:: Record set

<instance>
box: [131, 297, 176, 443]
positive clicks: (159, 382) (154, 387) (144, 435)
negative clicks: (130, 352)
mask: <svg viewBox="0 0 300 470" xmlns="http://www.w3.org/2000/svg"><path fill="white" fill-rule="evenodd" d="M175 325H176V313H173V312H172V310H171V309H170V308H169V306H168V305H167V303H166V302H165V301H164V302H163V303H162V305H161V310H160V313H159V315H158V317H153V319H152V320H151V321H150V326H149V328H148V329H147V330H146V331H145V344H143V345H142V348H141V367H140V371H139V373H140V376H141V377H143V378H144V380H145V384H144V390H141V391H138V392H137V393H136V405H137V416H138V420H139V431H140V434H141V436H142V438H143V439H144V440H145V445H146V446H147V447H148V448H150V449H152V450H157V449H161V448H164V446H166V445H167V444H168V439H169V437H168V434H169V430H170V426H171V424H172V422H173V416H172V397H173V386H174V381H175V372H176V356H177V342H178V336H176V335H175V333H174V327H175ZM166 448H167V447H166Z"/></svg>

::::
:: Record set

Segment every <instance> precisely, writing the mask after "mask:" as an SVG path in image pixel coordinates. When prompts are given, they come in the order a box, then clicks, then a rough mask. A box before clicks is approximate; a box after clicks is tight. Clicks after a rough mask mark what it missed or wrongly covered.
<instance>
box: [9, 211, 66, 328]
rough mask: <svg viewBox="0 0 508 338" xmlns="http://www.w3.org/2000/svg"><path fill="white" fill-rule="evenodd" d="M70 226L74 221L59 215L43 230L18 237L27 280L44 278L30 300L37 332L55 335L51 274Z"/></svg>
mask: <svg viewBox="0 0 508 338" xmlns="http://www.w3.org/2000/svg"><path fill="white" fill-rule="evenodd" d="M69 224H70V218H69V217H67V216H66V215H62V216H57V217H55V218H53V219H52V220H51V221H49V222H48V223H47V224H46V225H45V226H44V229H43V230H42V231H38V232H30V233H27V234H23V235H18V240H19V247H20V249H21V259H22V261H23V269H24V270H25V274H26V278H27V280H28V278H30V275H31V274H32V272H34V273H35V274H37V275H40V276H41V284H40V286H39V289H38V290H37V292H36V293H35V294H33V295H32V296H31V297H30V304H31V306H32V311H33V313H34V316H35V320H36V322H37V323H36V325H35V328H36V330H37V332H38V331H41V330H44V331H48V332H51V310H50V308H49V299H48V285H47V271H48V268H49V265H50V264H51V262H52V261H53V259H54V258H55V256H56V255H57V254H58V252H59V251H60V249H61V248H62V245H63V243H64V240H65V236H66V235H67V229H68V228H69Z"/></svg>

::::
:: Record set

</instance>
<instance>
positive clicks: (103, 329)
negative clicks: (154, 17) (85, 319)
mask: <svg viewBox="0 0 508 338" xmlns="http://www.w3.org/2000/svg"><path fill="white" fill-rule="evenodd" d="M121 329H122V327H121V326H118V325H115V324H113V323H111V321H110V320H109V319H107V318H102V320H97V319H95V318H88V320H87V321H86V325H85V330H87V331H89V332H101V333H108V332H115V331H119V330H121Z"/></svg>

::::

◆ Exercise
Rewrite the lines starting at the one that contains "Segment every <instance>" and ending at the one that contains "box: [9, 211, 66, 328]" as a JSON list of strings, with one string for each line and blank lines left out.

◆ Solved exercise
[
  "Segment every <instance> precisely, writing the mask after \"mask:\" as an SVG path in image pixel coordinates. When prompts are given, they come in the order a box, then clicks, then a rough mask. A box before clicks is approximate; a box after clicks is tight. Clicks after a rough mask mark what it missed or wrongly covered.",
  "<instance>",
  "box: [9, 211, 66, 328]"
]